#### What is expected:
Return every line of the data below that contains the word "black".

┌────────

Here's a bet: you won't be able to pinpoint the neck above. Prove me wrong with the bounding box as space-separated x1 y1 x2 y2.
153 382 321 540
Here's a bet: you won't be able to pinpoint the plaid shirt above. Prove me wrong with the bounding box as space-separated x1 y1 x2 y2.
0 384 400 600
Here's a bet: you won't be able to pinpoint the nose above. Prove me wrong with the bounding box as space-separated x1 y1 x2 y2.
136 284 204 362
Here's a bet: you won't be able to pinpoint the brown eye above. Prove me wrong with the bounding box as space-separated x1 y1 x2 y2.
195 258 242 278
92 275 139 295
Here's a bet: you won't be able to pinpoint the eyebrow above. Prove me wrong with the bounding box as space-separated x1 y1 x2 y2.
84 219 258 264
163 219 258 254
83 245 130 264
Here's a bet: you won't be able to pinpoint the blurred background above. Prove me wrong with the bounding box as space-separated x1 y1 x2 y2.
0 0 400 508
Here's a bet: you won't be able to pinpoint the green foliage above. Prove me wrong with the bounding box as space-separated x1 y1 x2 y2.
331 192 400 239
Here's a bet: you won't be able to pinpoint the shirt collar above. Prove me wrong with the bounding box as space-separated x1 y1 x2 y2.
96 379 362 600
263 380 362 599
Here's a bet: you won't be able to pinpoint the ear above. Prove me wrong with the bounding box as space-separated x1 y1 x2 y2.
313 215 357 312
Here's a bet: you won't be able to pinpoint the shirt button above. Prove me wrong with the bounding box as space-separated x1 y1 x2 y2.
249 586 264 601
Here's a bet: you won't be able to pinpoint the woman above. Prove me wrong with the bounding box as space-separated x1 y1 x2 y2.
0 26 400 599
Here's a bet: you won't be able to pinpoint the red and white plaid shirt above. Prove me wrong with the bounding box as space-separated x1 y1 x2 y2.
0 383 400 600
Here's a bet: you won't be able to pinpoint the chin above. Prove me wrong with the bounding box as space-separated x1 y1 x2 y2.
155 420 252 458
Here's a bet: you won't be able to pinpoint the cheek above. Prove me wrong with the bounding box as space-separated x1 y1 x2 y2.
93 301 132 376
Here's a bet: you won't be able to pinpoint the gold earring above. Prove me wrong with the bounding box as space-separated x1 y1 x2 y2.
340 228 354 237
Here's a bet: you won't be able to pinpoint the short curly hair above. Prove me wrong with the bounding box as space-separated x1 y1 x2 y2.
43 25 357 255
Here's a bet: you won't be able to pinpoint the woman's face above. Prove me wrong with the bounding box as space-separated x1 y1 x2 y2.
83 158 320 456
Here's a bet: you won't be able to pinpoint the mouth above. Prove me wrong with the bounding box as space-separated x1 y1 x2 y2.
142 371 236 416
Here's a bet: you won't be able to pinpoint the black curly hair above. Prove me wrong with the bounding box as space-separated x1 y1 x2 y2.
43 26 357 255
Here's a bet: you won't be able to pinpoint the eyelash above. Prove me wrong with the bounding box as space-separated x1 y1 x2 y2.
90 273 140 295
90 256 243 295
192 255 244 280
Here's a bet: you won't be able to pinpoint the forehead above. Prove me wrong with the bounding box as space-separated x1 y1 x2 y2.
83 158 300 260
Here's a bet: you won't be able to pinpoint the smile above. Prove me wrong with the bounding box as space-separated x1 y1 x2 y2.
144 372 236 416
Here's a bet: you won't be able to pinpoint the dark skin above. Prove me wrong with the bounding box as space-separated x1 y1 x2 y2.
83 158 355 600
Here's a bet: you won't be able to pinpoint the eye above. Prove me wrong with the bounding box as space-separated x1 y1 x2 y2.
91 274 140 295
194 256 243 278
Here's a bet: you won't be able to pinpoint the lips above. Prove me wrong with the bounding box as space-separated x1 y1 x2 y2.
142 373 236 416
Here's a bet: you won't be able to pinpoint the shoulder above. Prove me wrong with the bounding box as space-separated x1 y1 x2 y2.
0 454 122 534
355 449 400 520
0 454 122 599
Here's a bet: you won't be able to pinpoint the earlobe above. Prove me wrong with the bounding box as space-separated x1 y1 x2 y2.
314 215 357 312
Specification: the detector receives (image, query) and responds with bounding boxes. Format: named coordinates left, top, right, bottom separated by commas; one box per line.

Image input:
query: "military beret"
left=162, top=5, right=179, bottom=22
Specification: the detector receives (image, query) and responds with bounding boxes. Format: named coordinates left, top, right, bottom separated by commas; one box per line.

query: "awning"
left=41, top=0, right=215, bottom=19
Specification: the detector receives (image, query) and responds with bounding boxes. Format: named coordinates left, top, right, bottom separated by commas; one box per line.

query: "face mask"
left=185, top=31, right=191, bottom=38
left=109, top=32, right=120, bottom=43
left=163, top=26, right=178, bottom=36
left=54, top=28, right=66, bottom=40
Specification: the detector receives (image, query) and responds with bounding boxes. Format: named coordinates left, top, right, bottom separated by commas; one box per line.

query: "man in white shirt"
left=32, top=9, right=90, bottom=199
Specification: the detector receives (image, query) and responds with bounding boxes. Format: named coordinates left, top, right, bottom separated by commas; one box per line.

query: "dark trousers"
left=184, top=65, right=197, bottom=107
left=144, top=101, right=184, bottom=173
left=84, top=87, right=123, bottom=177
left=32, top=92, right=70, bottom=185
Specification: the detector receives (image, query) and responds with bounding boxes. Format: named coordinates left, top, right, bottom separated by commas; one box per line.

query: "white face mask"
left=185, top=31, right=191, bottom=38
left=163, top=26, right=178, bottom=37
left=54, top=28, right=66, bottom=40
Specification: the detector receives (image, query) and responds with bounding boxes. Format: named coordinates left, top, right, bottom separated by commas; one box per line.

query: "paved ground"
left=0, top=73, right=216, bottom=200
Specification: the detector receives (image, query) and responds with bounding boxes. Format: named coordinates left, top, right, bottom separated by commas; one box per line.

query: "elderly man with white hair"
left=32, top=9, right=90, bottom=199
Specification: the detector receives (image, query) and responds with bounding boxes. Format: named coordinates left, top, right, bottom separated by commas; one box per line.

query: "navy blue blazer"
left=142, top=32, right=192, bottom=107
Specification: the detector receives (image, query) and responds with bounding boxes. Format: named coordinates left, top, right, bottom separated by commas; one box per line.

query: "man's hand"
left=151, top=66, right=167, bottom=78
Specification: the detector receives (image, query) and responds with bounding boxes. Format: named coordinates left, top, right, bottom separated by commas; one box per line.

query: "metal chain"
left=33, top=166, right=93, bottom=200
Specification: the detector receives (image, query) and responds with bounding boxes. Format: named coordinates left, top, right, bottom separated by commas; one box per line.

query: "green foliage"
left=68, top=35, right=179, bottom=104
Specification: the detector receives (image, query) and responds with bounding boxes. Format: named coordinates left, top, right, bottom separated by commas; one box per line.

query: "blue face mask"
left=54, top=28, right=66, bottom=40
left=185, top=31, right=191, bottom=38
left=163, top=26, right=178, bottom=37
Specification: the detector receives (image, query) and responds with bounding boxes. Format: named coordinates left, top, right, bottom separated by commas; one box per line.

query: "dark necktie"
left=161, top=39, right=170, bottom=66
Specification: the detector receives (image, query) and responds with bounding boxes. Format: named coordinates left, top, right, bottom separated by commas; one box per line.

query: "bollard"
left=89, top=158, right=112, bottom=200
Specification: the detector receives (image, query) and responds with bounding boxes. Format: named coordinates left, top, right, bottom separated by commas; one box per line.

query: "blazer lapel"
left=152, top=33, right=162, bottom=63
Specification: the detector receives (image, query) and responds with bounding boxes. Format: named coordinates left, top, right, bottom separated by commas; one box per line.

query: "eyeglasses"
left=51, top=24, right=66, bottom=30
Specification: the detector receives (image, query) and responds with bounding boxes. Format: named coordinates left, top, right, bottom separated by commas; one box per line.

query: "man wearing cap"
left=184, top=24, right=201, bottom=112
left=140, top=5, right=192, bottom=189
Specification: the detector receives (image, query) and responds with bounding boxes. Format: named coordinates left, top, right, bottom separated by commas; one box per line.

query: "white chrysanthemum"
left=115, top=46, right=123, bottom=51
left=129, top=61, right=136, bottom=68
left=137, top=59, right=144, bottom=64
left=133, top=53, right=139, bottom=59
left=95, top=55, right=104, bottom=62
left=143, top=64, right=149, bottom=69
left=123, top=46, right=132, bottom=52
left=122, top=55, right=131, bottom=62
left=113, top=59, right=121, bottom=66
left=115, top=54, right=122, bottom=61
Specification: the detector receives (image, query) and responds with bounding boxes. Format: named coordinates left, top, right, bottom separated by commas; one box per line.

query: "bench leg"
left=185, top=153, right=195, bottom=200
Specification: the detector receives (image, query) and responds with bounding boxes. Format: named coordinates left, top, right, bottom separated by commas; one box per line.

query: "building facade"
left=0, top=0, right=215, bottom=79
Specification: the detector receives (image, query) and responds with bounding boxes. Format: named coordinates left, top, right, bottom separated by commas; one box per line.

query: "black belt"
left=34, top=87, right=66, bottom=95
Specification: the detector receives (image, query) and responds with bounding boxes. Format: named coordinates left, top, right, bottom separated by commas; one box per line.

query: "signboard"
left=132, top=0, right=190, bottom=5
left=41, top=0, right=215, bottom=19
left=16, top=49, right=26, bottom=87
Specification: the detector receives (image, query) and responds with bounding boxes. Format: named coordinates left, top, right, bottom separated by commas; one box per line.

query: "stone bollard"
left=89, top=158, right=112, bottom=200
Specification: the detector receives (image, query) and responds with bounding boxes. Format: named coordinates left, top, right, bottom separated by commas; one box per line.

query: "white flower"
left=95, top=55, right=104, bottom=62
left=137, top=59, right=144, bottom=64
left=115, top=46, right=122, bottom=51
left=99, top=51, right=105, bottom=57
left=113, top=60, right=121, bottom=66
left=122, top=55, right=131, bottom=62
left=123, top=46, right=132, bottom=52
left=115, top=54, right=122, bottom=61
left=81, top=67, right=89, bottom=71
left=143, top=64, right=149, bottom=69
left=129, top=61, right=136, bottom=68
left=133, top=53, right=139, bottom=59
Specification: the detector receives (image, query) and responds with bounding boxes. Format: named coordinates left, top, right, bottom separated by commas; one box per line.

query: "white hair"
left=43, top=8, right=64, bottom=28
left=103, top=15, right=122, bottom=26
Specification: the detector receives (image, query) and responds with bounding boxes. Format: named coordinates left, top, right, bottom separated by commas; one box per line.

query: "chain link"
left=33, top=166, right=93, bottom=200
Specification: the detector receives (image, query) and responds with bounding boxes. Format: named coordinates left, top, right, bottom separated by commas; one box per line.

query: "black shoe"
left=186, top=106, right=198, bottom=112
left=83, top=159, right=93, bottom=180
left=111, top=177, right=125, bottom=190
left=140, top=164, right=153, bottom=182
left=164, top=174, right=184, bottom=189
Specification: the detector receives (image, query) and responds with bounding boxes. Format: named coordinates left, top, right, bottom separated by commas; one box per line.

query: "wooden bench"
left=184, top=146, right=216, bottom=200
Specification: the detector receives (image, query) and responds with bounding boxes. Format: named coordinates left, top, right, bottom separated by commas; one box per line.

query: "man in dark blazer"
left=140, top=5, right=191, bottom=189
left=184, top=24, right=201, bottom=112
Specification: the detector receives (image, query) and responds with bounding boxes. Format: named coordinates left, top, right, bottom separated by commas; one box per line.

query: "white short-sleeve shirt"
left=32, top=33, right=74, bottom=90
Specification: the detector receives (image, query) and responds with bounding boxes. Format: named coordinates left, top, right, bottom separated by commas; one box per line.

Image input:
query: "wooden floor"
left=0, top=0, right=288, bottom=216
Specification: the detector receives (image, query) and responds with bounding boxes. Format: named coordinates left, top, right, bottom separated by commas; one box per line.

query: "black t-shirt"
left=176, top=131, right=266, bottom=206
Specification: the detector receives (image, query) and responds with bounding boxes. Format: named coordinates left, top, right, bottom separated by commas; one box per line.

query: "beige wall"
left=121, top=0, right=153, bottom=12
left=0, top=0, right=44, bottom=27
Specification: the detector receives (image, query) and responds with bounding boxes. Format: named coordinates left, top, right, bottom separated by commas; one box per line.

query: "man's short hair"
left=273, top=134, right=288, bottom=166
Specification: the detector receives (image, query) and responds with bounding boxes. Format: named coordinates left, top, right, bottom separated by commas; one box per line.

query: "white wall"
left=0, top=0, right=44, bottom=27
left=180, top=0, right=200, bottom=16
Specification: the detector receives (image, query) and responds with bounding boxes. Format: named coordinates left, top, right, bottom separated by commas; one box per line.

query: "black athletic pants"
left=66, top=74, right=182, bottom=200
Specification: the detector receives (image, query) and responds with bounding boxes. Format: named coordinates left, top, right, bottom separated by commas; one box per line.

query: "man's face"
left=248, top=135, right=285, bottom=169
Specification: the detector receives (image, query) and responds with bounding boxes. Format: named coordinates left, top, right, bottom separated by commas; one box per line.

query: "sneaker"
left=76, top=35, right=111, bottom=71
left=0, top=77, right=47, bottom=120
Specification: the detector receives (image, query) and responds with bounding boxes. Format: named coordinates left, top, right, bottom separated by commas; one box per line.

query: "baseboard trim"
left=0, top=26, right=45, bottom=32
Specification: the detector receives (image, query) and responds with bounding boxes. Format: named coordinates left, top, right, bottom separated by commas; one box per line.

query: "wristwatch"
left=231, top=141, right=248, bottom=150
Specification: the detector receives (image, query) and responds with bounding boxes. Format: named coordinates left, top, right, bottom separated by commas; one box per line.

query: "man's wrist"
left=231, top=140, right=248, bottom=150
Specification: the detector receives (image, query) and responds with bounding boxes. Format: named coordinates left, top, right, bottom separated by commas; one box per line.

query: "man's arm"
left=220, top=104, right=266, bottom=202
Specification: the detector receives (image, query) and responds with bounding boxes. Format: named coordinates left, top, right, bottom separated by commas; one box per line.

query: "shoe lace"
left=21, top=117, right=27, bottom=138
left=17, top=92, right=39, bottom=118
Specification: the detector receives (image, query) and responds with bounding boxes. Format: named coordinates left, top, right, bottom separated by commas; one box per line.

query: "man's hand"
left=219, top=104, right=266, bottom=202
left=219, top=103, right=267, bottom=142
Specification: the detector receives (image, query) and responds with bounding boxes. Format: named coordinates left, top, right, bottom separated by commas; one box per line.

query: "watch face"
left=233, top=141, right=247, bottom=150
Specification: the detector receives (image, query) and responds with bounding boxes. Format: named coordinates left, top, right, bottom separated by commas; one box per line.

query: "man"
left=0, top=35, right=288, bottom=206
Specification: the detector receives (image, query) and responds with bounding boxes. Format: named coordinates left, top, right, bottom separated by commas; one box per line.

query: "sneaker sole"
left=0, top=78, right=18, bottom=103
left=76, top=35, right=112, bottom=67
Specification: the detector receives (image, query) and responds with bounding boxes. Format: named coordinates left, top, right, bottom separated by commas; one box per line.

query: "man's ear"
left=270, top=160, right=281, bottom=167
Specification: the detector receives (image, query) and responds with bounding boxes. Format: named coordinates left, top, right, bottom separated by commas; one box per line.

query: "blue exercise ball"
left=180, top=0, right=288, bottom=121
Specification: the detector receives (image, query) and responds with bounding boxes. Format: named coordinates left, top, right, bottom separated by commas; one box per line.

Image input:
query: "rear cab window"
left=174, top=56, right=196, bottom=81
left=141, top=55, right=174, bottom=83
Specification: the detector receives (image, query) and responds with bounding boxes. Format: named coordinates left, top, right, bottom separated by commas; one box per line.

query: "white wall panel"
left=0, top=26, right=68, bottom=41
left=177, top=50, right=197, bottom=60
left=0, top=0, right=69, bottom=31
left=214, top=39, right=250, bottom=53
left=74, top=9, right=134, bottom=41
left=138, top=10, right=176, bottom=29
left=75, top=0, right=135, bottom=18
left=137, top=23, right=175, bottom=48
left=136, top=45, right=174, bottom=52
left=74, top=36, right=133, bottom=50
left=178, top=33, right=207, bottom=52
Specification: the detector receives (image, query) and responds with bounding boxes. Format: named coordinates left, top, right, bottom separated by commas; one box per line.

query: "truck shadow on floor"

└────────

#### Problem solution:
Here's a bet: you won't be able to pinpoint the black curly hair above. Prove me wrong with the bounding box as space-separated x1 y1 x2 y2.
query: "black belt"
query: "black shoe"
query: "black t-shirt"
query: "black athletic pants"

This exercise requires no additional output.